■ **DOCUMENT TEXT**:

--- BEGIN ---

Photonic Bandgap Fibers
Photonic bandgap fibers are optical fibers where a photonic bandgap effect rather than a fiber core region with increased refractive index is utilized for guiding light. Such a guiding mechanism normally works only in a limited wavelength region. The conceptually simplest kind of realization is a kind of two-dimensional Bragg mirror.
The earliest realization of photonic bandgap fibers, called Bragg fibers, was based on concentric rings with different refractive index . Later, a special type of photonic crystal fiber has been developed, which also implements guidance with a photonic bandgap [3, 6], but in this case based on tiny air holes.
The refractive index of the core itself can be lower than that of the cladding structure. The core can even be hollow (→ hollow-core fibers), so that its refractive index is that of air (close to 1). Obviously, the conventional mechanism of guiding light based on total internal reflection could not work here, but a photonic bandgap allows light guiding based on other physical principles. As most of the light is then propagating in air rather than in glass (air-guiding fibers), such kinds of hollow-core photonic bandgap fibers may be used for guiding light in spectral regions where the absorption in the glass is relatively high. For example, light from a CO2 laser may be guided. Also, hollow-core fibers have a very weak nonlinearity, which makes them promising e.g. for the dispersive compression of ultrashort pulses with high peak power, or for the delivery of high-power laser beams.

--- END ---

■ **COLLECTED MATERIAL**:
--- BEGIN ---

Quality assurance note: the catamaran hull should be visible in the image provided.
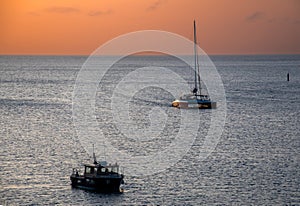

--- END ---

■ **WHAT NEEDS TO BE DONE**:
In the text on photonic bandgap fibers, what were the earliest such fibers called, and what were they based on?

■ **ANSWER TO THE PROBLEM**:
They were called Bragg fibers and were based on concentric rings with different refractive index.